::: Document passage :::
We should keep in mind a goal of implementing collection metadata with file metadata once this gets completed.
File metadata structure
There's progress in all-the-bits project where the individual-file needs have been fleshed out. Example being:
{
"title": "Team Whack iskee taloyhtiöön",
"published": "2019-03-03T22:01:00Z",
"description": "Hakkerit hyökkäävät taloyhtiösi ohjauskeskukseen ja paljastavat ison tietoturva-aukon. Järjestelmän kautta tuhansien ihmisten arki voisi mennä sekaisin. Kyberturvallisuusuhka leviää myös useisiin muihin rakennuksiin.",
"source": "https://areena.yle.fi/1-4664683",
"season_episode": {
"season": 1,
"episode": 1
},
"custom": {
"areena.yle.fi:id": "1-4664683"
}
}
This data structure will be defined inside Varasto, both for backend and frontend use. The frontend can then show this data in the preview cards. Also to be added for videos is video length, video codec, video resolution, audio track codecs, channels etc.
::: Dataset excerpts :::
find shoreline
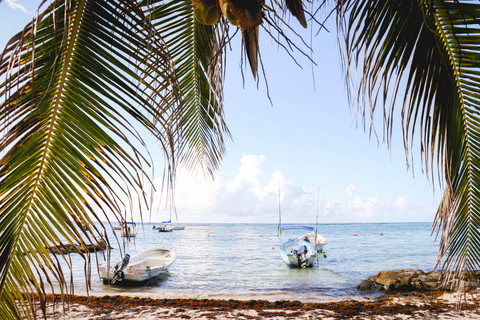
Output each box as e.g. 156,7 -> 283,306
:::
::: Dataset excerpts :::
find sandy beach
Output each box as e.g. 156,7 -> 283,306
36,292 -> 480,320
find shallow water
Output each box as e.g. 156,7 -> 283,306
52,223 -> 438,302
:::
### Work to complete
**A)** Answer these questions using the file metadata text, not the records.
(i) Which project has fleshed out the individual-file needs?
(ii) In the example, what are the season and episode numbers?
(iii) Where will the data structure be defined, and for what use?
**B)** In the file metadata text, turn the paragraph beginning "This data structure will be defined" into a short bulleted list that keeps its main facts.
**C)** Extend the file metadata text, picking up right after its last sentence.

### Answers provided
**A)**
(i) The all-the-bits project.
(ii) Season 1, episode 1.
(iii) Inside Varasto, for both backend and frontend use.

**B)**
- The data structure will be defined inside Varasto for both backend and frontend use.
- The frontend can show this data in the preview cards.
- Fields still to be added for videos: video length, video codec, video resolution, audio track codecs, channels, and so on.

**C)**
Google Drive specs also has some metadata structure we should investigate: https://developers.google.com/drive/api/v3/reference/files (namely: videoMediaMetadata.*
and imageMediaMetadata.*
)
File identity
The metadata file will be linked to the concrete file by its identity.
Currently we use sha256(content)
as the identity, but that does not allow changing file content. Using file's filename as its identity would not allow for renames or moves. Should we just use a random sha256
as its identity?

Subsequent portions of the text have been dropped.